--- Start of PROVIDED ENTRIES ---

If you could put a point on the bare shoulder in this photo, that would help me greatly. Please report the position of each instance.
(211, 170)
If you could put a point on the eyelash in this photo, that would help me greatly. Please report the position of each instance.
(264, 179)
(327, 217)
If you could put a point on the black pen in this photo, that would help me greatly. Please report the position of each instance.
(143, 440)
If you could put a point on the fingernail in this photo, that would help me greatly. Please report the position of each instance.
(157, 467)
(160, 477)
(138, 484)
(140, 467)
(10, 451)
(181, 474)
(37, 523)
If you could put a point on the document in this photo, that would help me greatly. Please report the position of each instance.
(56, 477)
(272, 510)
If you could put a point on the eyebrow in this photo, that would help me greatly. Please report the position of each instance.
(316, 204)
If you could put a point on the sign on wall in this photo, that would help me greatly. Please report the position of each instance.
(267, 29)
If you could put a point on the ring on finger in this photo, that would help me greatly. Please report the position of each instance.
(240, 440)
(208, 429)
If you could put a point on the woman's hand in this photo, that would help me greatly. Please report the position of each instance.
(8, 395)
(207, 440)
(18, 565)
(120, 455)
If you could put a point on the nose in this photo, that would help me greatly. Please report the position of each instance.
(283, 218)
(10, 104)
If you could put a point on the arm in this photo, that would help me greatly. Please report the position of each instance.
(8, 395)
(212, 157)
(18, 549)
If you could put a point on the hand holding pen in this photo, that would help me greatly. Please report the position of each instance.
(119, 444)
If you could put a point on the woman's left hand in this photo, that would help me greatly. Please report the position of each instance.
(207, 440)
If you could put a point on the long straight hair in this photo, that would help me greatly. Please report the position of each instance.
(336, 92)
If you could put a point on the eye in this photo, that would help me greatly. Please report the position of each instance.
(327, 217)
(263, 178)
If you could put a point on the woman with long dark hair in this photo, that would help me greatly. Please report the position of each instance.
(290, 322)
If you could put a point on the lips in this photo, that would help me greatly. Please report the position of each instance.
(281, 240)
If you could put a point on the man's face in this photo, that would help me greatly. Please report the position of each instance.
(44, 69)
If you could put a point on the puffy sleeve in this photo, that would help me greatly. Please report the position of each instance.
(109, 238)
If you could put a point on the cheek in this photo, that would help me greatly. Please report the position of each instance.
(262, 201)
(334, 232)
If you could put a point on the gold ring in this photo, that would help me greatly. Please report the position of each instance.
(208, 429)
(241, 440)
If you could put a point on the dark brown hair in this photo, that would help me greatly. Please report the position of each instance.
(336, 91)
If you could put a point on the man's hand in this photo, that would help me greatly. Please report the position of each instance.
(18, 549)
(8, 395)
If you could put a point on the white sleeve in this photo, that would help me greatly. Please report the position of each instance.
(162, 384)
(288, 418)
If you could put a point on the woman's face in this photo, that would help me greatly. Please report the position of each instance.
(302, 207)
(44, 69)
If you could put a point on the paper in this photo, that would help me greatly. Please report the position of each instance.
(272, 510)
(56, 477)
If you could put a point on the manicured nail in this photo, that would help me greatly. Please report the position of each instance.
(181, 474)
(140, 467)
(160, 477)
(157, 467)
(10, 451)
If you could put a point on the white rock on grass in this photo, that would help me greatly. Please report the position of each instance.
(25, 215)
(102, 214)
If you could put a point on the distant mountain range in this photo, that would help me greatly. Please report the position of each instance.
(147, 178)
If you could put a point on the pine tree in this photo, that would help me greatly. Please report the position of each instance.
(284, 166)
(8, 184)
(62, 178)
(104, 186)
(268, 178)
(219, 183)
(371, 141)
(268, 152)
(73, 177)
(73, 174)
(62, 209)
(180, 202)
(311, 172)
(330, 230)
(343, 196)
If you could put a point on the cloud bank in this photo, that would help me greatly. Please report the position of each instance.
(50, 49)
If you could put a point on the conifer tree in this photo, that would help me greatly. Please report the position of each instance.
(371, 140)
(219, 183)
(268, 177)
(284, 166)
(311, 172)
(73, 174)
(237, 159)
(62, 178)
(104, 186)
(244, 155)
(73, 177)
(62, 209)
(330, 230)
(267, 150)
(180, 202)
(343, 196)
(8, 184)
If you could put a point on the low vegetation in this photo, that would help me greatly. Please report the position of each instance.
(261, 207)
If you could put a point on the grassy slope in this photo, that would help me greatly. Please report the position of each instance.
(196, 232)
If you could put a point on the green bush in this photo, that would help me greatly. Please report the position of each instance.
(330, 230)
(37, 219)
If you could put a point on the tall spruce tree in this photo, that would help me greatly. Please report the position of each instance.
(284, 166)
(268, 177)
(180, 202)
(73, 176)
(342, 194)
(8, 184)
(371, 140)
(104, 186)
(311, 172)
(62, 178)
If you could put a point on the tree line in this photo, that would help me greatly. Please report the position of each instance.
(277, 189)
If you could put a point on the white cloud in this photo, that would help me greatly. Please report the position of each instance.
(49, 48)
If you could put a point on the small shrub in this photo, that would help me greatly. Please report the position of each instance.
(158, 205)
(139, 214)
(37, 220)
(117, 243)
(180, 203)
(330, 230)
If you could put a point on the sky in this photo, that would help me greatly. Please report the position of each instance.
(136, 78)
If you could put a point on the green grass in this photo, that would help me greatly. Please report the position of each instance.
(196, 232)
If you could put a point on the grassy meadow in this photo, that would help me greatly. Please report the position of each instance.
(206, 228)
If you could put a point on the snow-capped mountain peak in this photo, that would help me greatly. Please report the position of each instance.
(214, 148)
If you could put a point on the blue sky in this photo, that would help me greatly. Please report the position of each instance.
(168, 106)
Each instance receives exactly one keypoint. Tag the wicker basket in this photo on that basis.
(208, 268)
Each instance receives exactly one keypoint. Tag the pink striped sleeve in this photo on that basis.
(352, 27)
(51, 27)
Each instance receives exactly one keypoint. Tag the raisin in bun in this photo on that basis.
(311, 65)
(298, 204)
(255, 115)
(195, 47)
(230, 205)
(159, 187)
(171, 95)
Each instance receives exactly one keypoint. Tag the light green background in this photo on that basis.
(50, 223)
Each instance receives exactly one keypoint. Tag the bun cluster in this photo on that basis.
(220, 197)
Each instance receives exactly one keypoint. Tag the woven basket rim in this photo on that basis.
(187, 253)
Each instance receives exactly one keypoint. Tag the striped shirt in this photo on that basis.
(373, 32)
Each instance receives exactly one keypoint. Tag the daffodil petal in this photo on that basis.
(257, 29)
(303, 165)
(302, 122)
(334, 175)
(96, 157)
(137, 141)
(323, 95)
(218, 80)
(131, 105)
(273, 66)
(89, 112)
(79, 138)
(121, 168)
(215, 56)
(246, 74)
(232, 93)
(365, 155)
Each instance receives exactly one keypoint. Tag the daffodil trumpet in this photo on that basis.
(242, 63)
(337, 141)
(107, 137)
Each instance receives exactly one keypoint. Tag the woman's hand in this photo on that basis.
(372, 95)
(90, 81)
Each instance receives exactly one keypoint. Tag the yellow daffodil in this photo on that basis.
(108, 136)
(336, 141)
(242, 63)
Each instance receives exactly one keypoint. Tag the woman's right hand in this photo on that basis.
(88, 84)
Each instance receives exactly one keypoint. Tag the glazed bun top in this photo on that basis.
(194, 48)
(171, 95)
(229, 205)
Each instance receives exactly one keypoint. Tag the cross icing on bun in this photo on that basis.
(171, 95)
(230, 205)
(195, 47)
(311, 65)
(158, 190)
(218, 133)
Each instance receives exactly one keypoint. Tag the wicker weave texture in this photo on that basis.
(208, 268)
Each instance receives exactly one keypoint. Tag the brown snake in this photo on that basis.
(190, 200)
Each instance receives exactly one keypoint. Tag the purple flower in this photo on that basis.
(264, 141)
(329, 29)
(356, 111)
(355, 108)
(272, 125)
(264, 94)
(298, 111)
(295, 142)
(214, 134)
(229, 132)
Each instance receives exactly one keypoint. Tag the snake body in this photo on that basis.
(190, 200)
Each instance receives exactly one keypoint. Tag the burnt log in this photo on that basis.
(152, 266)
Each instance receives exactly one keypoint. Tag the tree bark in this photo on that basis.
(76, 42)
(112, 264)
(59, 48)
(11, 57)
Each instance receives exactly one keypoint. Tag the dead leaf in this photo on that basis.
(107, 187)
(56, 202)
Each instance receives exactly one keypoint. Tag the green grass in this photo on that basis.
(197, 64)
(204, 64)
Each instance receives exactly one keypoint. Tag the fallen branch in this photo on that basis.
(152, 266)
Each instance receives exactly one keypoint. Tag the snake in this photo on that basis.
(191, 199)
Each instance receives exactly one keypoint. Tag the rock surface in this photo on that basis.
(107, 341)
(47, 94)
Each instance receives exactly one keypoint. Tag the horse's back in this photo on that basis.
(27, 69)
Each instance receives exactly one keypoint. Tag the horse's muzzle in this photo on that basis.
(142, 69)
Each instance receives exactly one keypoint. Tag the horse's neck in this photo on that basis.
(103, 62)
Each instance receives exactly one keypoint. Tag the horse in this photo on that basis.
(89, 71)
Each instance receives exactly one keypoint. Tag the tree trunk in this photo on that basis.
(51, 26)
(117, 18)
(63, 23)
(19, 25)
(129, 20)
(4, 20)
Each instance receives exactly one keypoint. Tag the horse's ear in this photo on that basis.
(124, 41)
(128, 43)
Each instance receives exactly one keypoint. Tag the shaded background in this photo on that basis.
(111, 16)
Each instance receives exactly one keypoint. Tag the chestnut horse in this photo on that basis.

--- End of PROVIDED ENTRIES ---

Only the lines from the one that contains "Each instance receives exactly one keypoint. Tag the snake in" through the last line should be repeated, each exactly as it stands, with both ends included.

> **WRITTEN ANSWER**:
Each instance receives exactly one keypoint. Tag the snake in this photo on that basis.
(191, 199)
Each instance receives exactly one keypoint. Tag the rock surface in this photo on that basis.
(107, 341)
(47, 94)
Each instance receives exactly one keypoint. Tag the horse's back in this photo on that basis.
(27, 69)
Each instance receives exactly one keypoint. Tag the horse's muzzle in this photo on that basis.
(142, 69)
Each instance receives exactly one keypoint. Tag the horse's neck in this photo on that basis.
(103, 62)
Each instance receives exactly one keypoint. Tag the horse in this photo on that basis.
(89, 71)
Each instance receives exactly one keypoint. Tag the tree trunk in this photo on that basis.
(51, 26)
(117, 18)
(63, 23)
(19, 25)
(129, 20)
(4, 20)
Each instance receives exactly one keypoint. Tag the horse's ear in this photo on that basis.
(124, 41)
(128, 43)
Each instance receives exactly one keypoint. Tag the shaded background in this photo on that basis.
(111, 16)
Each instance receives exactly one keypoint. Tag the chestnut horse in this photo on that basis.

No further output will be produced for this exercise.